> [COMPLETE THE FOLLOWING]
a – In the excerpt on HELLENiQ ENERGY's climate approach below, rewrite the paragraph beginning "It is also worth noting" as a short bulleted list that keeps its main facts.
b – Name every policy and initiative that the excerpt on HELLENiQ ENERGY's climate approach below says the company monitors.
c – Carry the excerpt on HELLENiQ ENERGY's climate approach below forward, picking up after its last sentence.

This approach and the results achieved so far are positively evaluated, taking into account both the significant progress in the implementation of the Group’s transformation plan and the achievement of quantitative targets, as well as the external evaluation by international organisations specialising in environmental and climate change issues, such as the international organisation Carbon Disclosure Project (CDP).

Thus, the Group is planning and implementing its energy transformation for a climate-neutral economy, responding to the continuing growth in energy demand and security of supply, contributing to the achievement of the United Nations Sustainable Development Goals 7 and 13.

 

 

*Comparable (adjusted) emission levels under the current mode of operation
and the latest EU ETS monitoring rules.

 

It is also worth noting that HELLENiQ ENERGY actively monitors energy and climate change policies at national and European level, such as the EU ETS, the Energy Efficiency Directive, and international initiatives such as “eFuel Alliance” for the promotion and development of synthetic fuels, as part of the industry’s energy transition and its future vision.

> [EXCERPTED DATA]

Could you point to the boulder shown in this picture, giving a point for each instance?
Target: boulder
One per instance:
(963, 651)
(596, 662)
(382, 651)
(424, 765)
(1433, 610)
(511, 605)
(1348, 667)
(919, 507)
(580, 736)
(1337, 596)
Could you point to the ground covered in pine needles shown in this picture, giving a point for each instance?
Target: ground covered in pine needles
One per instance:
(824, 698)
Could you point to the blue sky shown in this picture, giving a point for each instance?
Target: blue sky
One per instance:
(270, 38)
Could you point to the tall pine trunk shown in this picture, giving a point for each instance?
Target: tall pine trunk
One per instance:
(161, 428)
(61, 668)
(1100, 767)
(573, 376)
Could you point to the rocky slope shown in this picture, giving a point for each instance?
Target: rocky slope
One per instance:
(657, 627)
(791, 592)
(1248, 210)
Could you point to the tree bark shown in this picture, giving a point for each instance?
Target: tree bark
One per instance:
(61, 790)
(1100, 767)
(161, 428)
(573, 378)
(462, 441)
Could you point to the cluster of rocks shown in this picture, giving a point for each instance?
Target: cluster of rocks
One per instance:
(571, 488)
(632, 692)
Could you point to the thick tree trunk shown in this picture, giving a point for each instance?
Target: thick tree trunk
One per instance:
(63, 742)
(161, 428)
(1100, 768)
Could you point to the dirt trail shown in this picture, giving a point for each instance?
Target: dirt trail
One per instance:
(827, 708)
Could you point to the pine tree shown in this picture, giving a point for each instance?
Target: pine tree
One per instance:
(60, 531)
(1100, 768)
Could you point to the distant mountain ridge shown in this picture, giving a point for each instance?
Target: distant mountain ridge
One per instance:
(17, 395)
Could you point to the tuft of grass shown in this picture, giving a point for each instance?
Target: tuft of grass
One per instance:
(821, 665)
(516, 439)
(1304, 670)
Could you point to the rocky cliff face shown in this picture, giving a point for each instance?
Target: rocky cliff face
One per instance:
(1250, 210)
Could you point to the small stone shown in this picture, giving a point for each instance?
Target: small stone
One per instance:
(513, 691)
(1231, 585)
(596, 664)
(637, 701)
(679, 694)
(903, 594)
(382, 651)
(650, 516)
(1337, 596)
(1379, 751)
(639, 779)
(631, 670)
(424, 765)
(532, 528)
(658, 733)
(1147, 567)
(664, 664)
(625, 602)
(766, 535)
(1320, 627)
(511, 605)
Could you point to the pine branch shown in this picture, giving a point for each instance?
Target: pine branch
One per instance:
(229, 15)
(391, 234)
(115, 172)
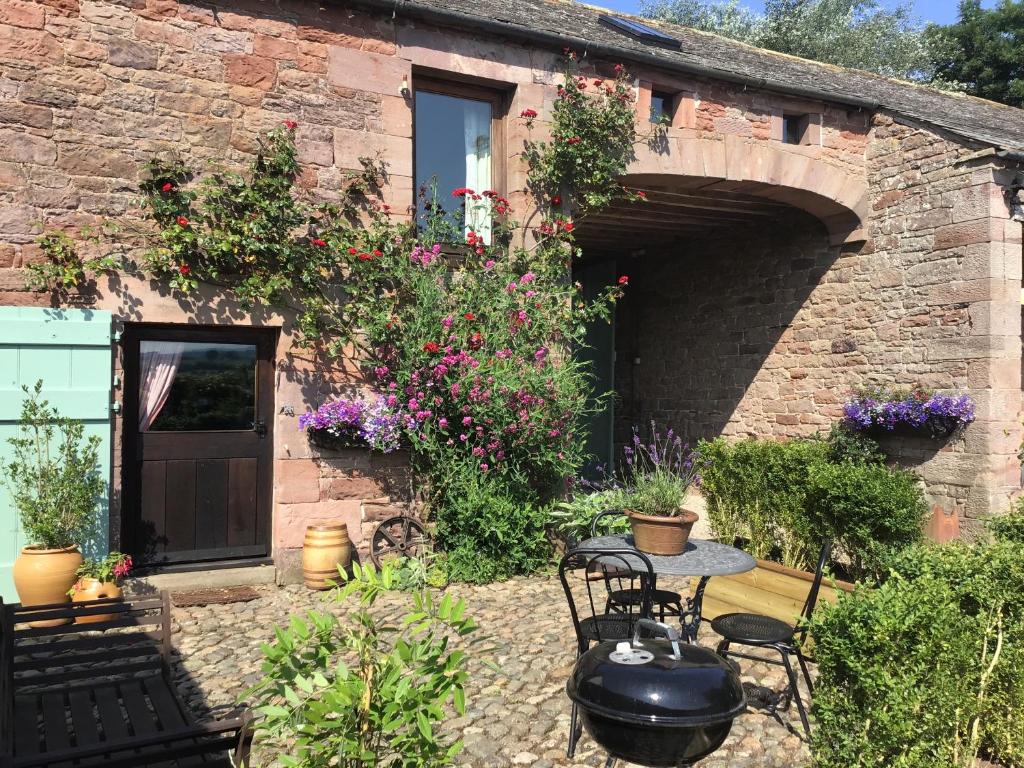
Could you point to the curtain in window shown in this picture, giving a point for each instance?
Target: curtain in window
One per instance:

> [EXPECTED RESPONSES]
a –
- HELLENiQ ENERGY actively monitors energy and climate change policies at the national and European level.
- These policies include the EU ETS and the Energy Efficiency Directive.
- It also follows international initiatives such as the "eFuel Alliance," which promotes and develops synthetic fuels.
- This monitoring is part of the industry's energy transition and its future vision.

b –
- EU ETS
- Energy Efficiency Directive
- eFuel Alliance

c –
Helleniq Energy | eFuel Alliance

Reduction of Energy Consumption and
Greenhouse Gas Emissions

Energy Consumption

In 2023, the Group’s subsidiaries EKO S.A. and KALYPSO KEA S.A., along with the Group’s refineries, were successfully recertified according to ISO 50001:2018, aiming at continuous progress and achieving even higher energy savings and efficiency performance. The energy management system implemented requires not only the systemic specifications (documentation control, employee training, monitoring of corrective and preventive actions, inspection and review) but also the identification of energy needs, the recognition of energy improvement opportunities, and the establishment of specific goals and objectives related to the efficient energy use, the implementation of which is completed through the adoption of energy-saving programs or other relevant actions.

Total Group energy consumption 2016-2023

As shown in the chart below, in 2023, self-generated electricity accounted for 34% of total electricity consumed.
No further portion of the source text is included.